━━━ INFORMATION SUPPLIED

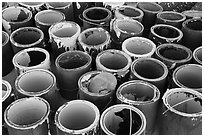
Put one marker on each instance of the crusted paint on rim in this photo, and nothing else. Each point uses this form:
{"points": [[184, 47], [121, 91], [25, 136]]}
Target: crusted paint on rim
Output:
{"points": [[80, 131], [123, 106]]}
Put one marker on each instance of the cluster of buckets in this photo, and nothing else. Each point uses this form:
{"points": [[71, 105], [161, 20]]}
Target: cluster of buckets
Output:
{"points": [[91, 68]]}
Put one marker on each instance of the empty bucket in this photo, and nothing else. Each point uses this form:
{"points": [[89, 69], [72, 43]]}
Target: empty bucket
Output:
{"points": [[27, 116], [188, 76], [77, 117], [122, 119], [31, 58], [138, 47], [182, 112]]}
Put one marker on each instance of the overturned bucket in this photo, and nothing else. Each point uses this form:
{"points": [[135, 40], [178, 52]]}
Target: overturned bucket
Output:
{"points": [[188, 76], [31, 58], [77, 117], [182, 112], [144, 96], [27, 116], [138, 47], [122, 119]]}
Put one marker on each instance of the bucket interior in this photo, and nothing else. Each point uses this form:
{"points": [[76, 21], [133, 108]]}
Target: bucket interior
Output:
{"points": [[113, 60], [190, 76], [96, 14], [59, 4], [130, 12], [117, 121], [15, 15], [194, 25], [129, 27], [171, 16], [189, 107], [27, 36], [173, 53], [149, 69], [30, 58], [139, 47], [27, 112], [65, 31], [94, 37], [50, 17], [166, 32], [73, 60], [35, 81], [138, 92], [149, 6], [77, 116]]}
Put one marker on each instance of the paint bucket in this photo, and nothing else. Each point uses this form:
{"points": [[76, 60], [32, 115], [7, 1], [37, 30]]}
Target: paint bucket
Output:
{"points": [[26, 37], [31, 58], [124, 28], [64, 7], [192, 14], [122, 119], [7, 55], [144, 96], [188, 76], [197, 55], [129, 12], [27, 116], [38, 83], [150, 70], [171, 18], [96, 17], [161, 33], [63, 36], [44, 19], [16, 17], [120, 67], [150, 10], [138, 47], [93, 41], [7, 97], [77, 117], [100, 99], [192, 33], [182, 112], [34, 7], [173, 55], [70, 66]]}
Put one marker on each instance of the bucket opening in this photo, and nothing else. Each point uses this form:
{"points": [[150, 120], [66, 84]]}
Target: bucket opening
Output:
{"points": [[191, 106], [96, 14], [27, 36], [139, 47], [138, 92], [149, 6], [35, 81], [15, 15], [30, 58], [25, 113], [149, 69], [130, 12], [94, 37], [190, 77], [129, 26], [65, 31], [73, 60], [166, 32], [173, 53], [77, 116], [117, 121], [107, 59], [171, 16], [50, 17]]}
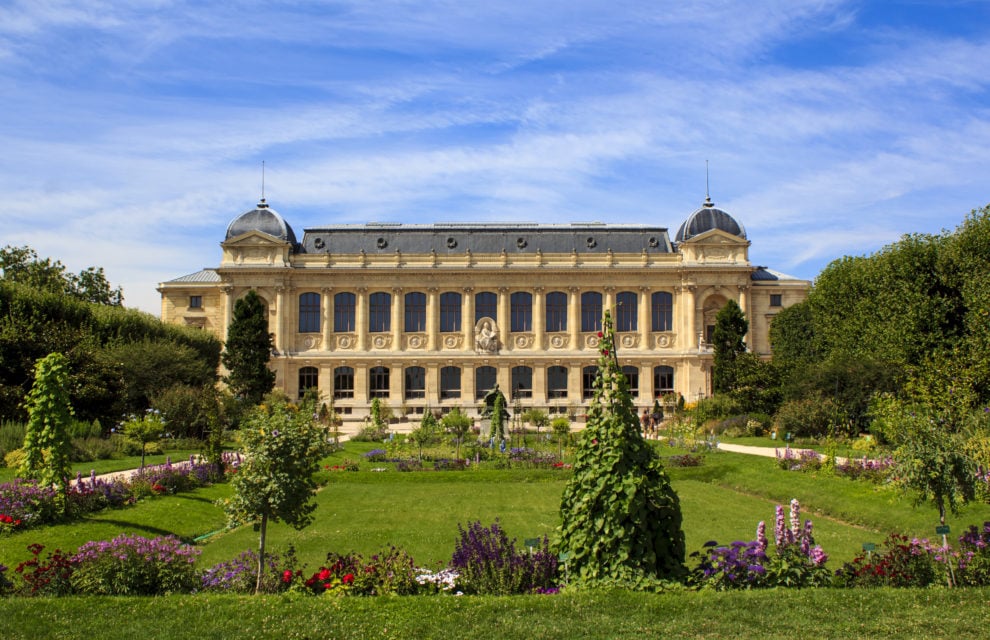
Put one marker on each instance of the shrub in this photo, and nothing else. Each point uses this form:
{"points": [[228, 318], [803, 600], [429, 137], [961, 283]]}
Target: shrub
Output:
{"points": [[132, 565], [487, 563]]}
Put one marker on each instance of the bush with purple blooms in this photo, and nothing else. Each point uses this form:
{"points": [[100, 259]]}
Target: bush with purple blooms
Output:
{"points": [[131, 565], [487, 563], [795, 562]]}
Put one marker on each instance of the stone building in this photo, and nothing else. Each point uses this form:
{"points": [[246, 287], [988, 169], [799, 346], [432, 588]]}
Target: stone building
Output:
{"points": [[436, 315]]}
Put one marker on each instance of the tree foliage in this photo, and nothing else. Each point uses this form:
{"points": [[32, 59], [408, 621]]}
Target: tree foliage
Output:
{"points": [[620, 517], [47, 444], [248, 350], [730, 329], [282, 447]]}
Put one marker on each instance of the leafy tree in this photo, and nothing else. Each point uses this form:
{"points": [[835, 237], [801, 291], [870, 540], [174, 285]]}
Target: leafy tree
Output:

━━━━━━

* WHAT TO WORK ON:
Reproduce all entries exactly. Pictures do not belong in the copy.

* OUTPUT OF THE TASK:
Put one marker on each instance of the crusted paint on rim in this photo, and nothing else. Each point uses this form:
{"points": [[184, 47], [121, 91], [25, 136]]}
Target: crusted paint on rim
Output:
{"points": [[80, 131], [123, 106]]}
Put one marker on each instance of the cluster of buckets in this photo, and nothing else. Each point uses this form:
{"points": [[71, 105], [161, 20]]}
Target: cluster of buckets
Output:
{"points": [[91, 68]]}
Put one marker on each instance of the empty bucket in this photo, and nothing else. Each point uses this form:
{"points": [[89, 69], [72, 43]]}
Target: empty bucket
Output:
{"points": [[27, 116], [188, 76], [77, 117], [122, 119], [31, 58], [138, 47], [182, 112]]}
Put one marker on each instance of the overturned bucket in this photo, and nothing else. Each point uses this form:
{"points": [[135, 40], [178, 52]]}
Target: overturned bucket
Output:
{"points": [[188, 76], [31, 58], [77, 117], [182, 112], [144, 96], [27, 116], [138, 47], [122, 119]]}
Put one marker on each instance of the bucket interior in this photo, and nothing else. Each point uses this form:
{"points": [[76, 21], [133, 108]]}
Target: bucket interior
Output:
{"points": [[113, 60], [190, 76], [96, 14], [59, 4], [130, 12], [117, 121], [15, 15], [194, 25], [129, 27], [171, 16], [189, 107], [27, 36], [173, 53], [149, 69], [30, 58], [139, 47], [27, 112], [65, 31], [94, 37], [50, 17], [166, 32], [73, 60], [35, 81], [138, 92], [149, 6], [77, 116]]}
Put one marker on each instance of the paint bucket in this photo, and nothing else. Each point uses this form:
{"points": [[76, 60], [32, 115], [7, 1], [37, 30]]}
Target: paint bucket
Output:
{"points": [[26, 37], [31, 58], [124, 28], [64, 7], [192, 14], [122, 119], [7, 55], [144, 96], [188, 76], [197, 55], [129, 12], [27, 116], [38, 83], [150, 70], [171, 18], [96, 17], [161, 33], [63, 36], [44, 19], [16, 17], [120, 67], [150, 10], [138, 47], [93, 41], [7, 97], [77, 117], [100, 99], [192, 33], [182, 112], [34, 7], [173, 55], [70, 66]]}
Put one marker on each instance of the bucket opening in this photo, and nothing else. Each point uses this form:
{"points": [[150, 120], [66, 84]]}
Target: bucket opening
Output:
{"points": [[191, 106], [96, 14], [27, 36], [139, 47], [138, 92], [149, 6], [35, 81], [15, 15], [30, 58], [25, 113], [149, 69], [130, 12], [94, 37], [190, 77], [129, 26], [65, 31], [73, 60], [166, 32], [173, 53], [77, 116], [117, 121], [107, 59], [171, 16], [50, 17]]}
Put one marker on each instance of the shrub in this photo, and nothing else. Each point uses this form:
{"points": [[228, 318], [803, 600], [429, 137], [961, 283]]}
Target: shrub
Output:
{"points": [[132, 565], [487, 563]]}
Put one marker on each instance of the bush with purple blooms in this photo, and nothing else. Each point uses this form:
{"points": [[100, 259]]}
Target: bush with purple blooms
Output:
{"points": [[131, 565], [487, 563], [795, 562]]}
Put one marker on each instance of the stone building in this photo, and nothing else. Each point uses this form:
{"points": [[246, 287], [988, 169], [799, 346], [432, 588]]}
Target: stone building
Output:
{"points": [[436, 315]]}
Put one marker on each instance of the tree foliage in this photo, and nothing else. Each point uses this form:
{"points": [[32, 59], [408, 621]]}
Target: tree foliage
Output:
{"points": [[620, 517], [47, 444], [248, 350], [730, 329], [282, 447]]}
Put one marker on each instance of the leafy tree in this photo, and nothing else. Each point uses this form:
{"points": [[835, 237], [801, 291], [870, 540], [174, 285]]}
Target: leafy tree
Output:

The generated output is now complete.